[ACTIONS TO TAKE]:
1. Reproduce the portion of the passage on documentary interviews that opens with the words containing "Also, here's a good" and closes with "educate via entertaining.".
2. In two sentences, summarize the passage on documentary interviews.

[EXTRACT]:
_ _ _ _
Also, here's a good reminder about expectations, helpfully sent along by a director who does a lot of work for major cable channels:

“You, the expert community that we're lucky enough to work with, will always be our harshest audience, as you are a master of the field. Often documentary filmmaking for the major doc networks is an exercise in compromise: The full story rarely gets told, and programming ends up being closer to the 100 level course than the 400 level course. My suggestion to those being interviewed is to realize that you're fighting the good fight by piquing interest: Unless you're being interviewed for a Frontline, Nova, or program that has more journalistic aspirations, the majority of the doc networks fill a hybrid role of wanting to educate via entertaining.

"In such a format its hard to go into the kind of deep, detailed content that most experts would wish, but you're still getting your message out there and hopefully coaxing a percentage of the audience to take the next steps in researching the topic via the literature.
 
“So, in general, they should know that if we do our jobs correctly the big picture and intent of the topic will always come through, but often the juicy details that make up that big picture can get lost in the shuffle. From an expert's perspective I completely understand how this could be frustrating if you're not aware of this reality from the beginning of the process. We interview you for an hour or more, and sometimes you could end up in the show for less than a minute! … But unless the story is about you and your work specifically, don't expect the amount of time you're interviewed to translate into time on screen. But do know that your contribution is highly valued!”
_ _ _ _
[Annotated coordinate records]
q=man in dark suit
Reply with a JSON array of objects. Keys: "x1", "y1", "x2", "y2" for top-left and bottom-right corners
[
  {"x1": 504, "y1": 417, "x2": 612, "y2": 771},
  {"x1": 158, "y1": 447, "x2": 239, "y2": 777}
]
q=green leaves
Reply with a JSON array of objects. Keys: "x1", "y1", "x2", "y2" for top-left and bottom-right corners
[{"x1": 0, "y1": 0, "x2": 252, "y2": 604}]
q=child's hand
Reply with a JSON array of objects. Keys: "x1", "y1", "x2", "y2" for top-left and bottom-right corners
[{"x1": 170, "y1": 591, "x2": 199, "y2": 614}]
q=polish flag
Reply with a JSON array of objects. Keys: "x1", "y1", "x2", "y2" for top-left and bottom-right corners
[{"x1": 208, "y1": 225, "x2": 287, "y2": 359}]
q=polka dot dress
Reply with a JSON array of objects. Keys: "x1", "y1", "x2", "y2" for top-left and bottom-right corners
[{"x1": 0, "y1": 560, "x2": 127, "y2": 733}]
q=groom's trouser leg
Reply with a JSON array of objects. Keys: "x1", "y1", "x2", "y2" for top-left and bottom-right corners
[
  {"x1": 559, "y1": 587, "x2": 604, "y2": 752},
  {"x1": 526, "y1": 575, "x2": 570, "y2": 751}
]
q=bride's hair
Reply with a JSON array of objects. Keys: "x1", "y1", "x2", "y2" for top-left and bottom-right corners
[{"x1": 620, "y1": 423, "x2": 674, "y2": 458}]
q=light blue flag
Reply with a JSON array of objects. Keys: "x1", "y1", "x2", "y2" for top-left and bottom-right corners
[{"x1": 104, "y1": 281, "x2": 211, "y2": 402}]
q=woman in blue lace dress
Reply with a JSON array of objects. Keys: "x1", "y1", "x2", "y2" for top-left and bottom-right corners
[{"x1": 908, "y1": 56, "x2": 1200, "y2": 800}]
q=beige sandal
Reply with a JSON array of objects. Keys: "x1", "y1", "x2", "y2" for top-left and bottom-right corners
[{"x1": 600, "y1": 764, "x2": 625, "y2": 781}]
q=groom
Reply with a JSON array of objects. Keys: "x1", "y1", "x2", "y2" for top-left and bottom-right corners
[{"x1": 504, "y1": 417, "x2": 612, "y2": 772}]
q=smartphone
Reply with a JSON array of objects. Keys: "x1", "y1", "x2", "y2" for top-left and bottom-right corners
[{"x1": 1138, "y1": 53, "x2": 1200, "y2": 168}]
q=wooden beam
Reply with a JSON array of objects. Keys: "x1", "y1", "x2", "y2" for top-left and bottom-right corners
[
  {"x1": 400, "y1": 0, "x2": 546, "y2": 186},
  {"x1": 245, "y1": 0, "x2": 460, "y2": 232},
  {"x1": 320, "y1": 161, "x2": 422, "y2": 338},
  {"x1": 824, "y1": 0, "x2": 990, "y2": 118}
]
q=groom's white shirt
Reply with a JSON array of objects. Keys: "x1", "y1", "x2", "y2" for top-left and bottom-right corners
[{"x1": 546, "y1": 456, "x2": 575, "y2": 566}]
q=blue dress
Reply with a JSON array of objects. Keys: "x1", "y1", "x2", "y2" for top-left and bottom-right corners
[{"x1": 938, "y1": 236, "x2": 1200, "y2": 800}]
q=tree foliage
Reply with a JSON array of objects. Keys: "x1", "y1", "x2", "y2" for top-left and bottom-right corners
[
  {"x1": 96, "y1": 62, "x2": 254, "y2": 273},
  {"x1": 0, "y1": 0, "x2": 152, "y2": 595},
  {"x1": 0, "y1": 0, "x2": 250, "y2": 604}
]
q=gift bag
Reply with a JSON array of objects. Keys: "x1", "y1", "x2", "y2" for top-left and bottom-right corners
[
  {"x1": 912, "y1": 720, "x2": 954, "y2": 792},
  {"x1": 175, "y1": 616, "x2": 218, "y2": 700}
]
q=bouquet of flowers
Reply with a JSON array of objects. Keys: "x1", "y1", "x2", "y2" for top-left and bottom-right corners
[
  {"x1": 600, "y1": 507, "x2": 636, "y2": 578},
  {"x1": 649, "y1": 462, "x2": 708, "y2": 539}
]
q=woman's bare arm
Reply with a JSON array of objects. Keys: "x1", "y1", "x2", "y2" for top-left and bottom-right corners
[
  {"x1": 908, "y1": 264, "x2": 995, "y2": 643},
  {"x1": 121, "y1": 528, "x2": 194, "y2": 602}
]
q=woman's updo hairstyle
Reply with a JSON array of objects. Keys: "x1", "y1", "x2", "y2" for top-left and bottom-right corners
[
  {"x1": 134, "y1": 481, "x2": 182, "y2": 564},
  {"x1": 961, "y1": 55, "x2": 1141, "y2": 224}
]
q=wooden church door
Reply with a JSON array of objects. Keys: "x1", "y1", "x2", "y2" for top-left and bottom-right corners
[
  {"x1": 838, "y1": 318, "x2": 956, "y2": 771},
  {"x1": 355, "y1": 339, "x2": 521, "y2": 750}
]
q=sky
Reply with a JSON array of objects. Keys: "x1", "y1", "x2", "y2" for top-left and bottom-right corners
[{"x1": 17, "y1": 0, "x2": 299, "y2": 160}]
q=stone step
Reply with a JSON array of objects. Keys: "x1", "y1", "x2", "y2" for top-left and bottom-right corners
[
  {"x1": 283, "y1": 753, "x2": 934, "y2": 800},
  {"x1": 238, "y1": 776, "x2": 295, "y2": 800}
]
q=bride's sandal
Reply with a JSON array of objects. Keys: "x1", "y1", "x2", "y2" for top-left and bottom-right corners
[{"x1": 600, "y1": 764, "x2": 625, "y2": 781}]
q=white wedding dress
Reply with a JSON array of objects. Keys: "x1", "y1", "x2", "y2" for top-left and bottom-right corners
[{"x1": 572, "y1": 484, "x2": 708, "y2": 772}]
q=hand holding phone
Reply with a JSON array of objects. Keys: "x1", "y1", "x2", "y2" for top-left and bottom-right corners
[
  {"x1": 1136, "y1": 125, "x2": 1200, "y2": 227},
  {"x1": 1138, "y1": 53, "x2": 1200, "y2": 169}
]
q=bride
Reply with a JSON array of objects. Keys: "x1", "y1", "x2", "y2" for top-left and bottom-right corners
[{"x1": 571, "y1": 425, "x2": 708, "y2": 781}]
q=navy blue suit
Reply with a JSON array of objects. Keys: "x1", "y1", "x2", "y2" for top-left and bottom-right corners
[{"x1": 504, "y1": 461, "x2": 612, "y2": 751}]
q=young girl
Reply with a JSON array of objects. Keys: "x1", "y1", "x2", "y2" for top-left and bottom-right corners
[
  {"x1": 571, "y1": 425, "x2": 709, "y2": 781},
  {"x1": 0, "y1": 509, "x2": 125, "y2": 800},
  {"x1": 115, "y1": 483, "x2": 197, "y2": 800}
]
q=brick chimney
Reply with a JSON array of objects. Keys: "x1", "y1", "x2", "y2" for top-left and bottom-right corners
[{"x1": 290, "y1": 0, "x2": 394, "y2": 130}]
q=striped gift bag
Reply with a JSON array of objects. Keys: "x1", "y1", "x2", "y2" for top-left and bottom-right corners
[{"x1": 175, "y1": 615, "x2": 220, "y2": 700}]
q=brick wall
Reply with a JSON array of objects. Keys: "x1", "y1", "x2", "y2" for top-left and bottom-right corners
_ _ _ _
[TASK-BY-TASK OUTPUTS]:
1.
Also, here's a good reminder about expectations, helpfully sent along by a director who does a lot of work for major cable channels:

“You, the expert community that we're lucky enough to work with, will always be our harshest audience, as you are a master of the field. Often documentary filmmaking for the major doc networks is an exercise in compromise: The full story rarely gets told, and programming ends up being closer to the 100 level course than the 400 level course. My suggestion to those being interviewed is to realize that you're fighting the good fight by piquing interest: Unless you're being interviewed for a Frontline, Nova, or program that has more journalistic aspirations, the majority of the doc networks fill a hybrid role of wanting to educate via entertaining.

2. A director who works for major cable channels explains that documentaries for the big networks usually try to educate by entertaining, so the full story is rarely told and the detailed content experts would want often gets lost, though the big picture should still come through. Interviewed experts should not expect an hour or more of interviewing to turn into much screen time, but their contribution is highly valued and can lead some viewers to research the topic further.